READING TEXT >>
☆ ☆ ☆ ☆

# Forum > FPS > Fortnite > Fortnite Guides > [How-To] Get cheaper V Bucks

## RG101

Requirement: VPN (Virtual private network), XBOX and Credit Card

Cheapest place to purchase VBUCKS is from Argentina (this method is the same used purchasing Hearthstone packs) 10000 VBUCK option costs ?25 doing this method instead of ?79.99 purchasing within the UK.

Firstly you need to change your region on your XBOX to Argentina:

> Press the XBOX button
> Settings
> System.
> Language & location.
> Restart system

Now you will need to use a Laptop or PC that can create a hotspot WIFI. 

> Download VPN (a lot do free trials) 
> Connect to Argentina
> Create your WIFI hotspot (Turn your PC into a Wi-Fi Hotspot - Connectify Hotspot is software that can turn your PC into a WIFI hotspot *WIFI card required*)

Once that is completed

> Join your hotspot on your XBOX
> XBOX store 
> Purchase VBUCKS - use your credit card and use an address from within Argentina for the billing address. Credit cards will allow different bill addresses, Debit cards have to match your home address that it's linked too.

☆ ☆ ☆ ☆

EXERCISES TO COMPLETE >>
**A.** Print everything in the V Bucks guide from "Requirement: VPN (Virtual" down to "Language & location.".
**B.** Answer these questions from the V Bucks guide:
(i) Which country does it name as the cheapest place to buy V Bucks?
(ii) What software does it name for turning a PC into a Wi-Fi hotspot?
(iii) Which type of card has to match the home address it's linked to?
The rows aren't needed for anything here.

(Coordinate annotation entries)

☆ ☆ ☆ ☆

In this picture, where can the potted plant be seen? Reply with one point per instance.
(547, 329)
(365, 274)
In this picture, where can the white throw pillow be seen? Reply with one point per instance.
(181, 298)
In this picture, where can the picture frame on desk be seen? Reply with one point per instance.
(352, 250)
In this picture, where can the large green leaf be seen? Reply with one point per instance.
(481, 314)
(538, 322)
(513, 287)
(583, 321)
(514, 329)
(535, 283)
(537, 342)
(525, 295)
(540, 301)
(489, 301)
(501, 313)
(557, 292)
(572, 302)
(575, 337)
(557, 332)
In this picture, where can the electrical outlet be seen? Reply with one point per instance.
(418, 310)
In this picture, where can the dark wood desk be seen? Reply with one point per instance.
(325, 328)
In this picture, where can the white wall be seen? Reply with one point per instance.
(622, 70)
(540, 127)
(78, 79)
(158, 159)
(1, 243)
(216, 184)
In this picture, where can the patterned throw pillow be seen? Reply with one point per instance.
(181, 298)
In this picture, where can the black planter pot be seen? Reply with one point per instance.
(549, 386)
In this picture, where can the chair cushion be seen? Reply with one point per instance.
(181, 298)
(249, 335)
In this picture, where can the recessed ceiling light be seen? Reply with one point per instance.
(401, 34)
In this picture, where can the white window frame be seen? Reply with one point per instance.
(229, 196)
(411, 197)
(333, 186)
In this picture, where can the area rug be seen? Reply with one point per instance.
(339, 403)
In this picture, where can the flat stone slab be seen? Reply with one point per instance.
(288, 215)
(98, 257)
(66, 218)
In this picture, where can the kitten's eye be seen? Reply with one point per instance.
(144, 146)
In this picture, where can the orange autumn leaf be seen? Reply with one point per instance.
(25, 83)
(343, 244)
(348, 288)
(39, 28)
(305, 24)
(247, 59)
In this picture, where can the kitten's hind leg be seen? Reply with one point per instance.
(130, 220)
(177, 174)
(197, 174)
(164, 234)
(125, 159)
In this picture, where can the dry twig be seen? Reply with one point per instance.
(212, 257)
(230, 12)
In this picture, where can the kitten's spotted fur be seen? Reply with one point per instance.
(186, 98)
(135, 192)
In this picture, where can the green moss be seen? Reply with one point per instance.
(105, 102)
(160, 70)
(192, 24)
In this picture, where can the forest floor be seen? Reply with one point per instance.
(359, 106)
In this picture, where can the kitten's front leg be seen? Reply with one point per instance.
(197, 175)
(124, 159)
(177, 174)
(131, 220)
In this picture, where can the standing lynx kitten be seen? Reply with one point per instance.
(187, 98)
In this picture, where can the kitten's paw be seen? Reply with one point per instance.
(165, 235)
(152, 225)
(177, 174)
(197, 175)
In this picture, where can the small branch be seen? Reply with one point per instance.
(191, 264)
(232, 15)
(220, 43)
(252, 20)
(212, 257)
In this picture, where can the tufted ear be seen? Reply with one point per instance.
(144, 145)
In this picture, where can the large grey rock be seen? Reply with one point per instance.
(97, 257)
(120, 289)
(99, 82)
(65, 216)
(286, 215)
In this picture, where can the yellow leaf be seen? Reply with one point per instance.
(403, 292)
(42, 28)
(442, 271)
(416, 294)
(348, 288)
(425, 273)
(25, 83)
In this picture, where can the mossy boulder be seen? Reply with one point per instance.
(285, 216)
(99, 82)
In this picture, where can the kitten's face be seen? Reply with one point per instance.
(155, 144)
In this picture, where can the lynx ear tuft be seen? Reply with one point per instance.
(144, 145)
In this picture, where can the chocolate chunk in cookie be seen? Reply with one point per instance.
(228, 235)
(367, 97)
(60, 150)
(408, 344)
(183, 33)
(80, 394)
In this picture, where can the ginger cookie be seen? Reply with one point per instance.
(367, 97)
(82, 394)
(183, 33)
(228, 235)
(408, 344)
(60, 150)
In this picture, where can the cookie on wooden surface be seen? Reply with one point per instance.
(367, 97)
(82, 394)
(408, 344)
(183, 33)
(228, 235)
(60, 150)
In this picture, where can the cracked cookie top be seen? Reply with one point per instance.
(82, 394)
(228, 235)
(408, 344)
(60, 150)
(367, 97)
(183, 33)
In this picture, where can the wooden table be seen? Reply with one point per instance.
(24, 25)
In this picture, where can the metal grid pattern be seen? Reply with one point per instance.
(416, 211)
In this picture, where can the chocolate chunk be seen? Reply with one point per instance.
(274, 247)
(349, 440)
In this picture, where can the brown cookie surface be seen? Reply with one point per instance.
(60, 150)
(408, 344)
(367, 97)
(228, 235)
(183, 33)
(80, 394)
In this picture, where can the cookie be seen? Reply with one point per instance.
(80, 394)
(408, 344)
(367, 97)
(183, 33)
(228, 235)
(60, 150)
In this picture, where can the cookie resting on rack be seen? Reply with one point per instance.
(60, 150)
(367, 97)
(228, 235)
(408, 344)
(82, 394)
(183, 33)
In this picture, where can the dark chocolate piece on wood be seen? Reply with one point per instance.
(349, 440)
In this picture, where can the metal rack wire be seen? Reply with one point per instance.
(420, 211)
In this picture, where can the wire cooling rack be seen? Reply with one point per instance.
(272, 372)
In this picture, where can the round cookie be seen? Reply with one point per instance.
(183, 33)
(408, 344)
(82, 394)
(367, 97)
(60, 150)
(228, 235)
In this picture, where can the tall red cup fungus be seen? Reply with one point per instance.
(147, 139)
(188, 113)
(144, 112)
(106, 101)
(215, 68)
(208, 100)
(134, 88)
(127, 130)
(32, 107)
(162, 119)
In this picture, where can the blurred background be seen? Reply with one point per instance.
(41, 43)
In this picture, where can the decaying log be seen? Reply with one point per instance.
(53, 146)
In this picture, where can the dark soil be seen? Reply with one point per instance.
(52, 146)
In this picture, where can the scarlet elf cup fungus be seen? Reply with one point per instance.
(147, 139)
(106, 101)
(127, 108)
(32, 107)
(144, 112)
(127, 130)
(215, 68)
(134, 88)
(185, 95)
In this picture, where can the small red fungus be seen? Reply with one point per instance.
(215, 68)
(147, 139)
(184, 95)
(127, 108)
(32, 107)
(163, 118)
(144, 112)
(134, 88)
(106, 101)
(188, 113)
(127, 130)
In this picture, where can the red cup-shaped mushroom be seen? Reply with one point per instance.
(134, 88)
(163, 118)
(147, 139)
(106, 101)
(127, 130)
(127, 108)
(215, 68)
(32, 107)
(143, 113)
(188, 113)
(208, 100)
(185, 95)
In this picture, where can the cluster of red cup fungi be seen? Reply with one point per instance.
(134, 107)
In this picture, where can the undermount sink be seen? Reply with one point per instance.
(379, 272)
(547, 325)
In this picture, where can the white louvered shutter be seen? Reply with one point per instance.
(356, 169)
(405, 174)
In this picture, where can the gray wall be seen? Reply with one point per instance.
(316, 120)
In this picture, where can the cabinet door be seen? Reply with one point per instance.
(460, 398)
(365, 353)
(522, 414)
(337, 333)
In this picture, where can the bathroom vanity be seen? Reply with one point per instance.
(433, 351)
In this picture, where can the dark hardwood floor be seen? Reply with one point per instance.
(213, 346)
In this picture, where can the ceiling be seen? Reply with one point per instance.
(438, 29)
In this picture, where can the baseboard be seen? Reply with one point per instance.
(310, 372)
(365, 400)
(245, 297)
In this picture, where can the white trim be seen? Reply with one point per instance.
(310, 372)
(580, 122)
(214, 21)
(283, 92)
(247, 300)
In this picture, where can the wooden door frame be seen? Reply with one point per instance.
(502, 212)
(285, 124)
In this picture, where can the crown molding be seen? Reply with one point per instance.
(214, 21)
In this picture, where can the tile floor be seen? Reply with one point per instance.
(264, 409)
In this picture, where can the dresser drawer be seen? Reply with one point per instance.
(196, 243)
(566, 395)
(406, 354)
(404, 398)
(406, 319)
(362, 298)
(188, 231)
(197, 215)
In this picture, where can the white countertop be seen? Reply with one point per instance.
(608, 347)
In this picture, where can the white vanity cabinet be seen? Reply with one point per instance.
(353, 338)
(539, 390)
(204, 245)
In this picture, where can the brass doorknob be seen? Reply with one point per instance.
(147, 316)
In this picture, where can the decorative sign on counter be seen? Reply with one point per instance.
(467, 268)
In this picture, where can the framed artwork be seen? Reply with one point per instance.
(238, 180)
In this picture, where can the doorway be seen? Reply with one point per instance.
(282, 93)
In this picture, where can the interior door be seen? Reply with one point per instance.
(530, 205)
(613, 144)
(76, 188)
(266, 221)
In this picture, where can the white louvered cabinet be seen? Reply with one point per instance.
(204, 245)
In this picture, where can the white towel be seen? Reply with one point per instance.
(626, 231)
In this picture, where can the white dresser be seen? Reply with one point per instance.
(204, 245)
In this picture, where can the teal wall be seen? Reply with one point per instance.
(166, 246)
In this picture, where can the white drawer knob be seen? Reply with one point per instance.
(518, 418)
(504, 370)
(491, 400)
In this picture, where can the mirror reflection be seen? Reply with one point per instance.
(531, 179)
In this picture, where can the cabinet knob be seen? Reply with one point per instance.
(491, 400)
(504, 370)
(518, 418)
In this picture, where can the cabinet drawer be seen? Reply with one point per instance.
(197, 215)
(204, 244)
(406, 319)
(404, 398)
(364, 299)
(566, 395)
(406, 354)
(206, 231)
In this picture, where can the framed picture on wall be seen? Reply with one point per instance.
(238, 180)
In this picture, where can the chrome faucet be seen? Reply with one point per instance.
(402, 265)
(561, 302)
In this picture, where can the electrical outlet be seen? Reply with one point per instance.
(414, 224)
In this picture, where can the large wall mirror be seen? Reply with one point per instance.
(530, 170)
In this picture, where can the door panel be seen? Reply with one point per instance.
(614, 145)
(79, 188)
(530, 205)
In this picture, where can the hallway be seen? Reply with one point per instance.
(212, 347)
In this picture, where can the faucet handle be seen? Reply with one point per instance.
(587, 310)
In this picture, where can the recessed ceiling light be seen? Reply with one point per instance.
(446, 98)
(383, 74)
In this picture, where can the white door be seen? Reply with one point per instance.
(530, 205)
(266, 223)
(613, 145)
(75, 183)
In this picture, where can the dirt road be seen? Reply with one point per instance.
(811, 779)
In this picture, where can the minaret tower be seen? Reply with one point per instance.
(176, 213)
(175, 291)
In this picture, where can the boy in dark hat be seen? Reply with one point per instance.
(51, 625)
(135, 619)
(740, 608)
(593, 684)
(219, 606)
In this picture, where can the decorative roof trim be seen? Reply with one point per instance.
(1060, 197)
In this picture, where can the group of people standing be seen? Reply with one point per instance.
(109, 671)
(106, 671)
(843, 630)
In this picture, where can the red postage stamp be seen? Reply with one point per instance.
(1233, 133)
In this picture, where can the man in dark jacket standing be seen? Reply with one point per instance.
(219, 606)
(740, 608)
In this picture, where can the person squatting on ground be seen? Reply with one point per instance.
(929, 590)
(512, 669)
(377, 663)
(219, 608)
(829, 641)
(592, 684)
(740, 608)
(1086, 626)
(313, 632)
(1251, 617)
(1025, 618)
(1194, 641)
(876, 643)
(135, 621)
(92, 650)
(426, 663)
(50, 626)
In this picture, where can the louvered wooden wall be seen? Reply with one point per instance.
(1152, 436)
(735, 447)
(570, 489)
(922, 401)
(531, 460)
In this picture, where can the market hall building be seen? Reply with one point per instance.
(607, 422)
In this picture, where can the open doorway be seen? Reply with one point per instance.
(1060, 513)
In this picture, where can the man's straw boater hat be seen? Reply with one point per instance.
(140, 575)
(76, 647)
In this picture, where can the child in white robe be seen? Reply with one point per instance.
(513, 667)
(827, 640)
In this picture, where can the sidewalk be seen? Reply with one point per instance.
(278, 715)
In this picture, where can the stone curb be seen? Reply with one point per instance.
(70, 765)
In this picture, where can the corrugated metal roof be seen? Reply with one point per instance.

☆ ☆ ☆ ☆

WRITTEN RESPONSES >>
**A.**
Requirement: VPN (Virtual private network), XBOX and Credit Card

Cheapest place to purchase VBUCKS is from Argentina (this method is the same used purchasing Hearthstone packs) 10000 VBUCK option costs ?25 doing this method instead of ?79.99 purchasing within the UK.

Firstly you need to change your region on your XBOX to Argentina:

> Press the XBOX button
> Settings
> System.
> Language & location.

**B.**
(i) Argentina
(ii) Connectify Hotspot
(iii) Debit cards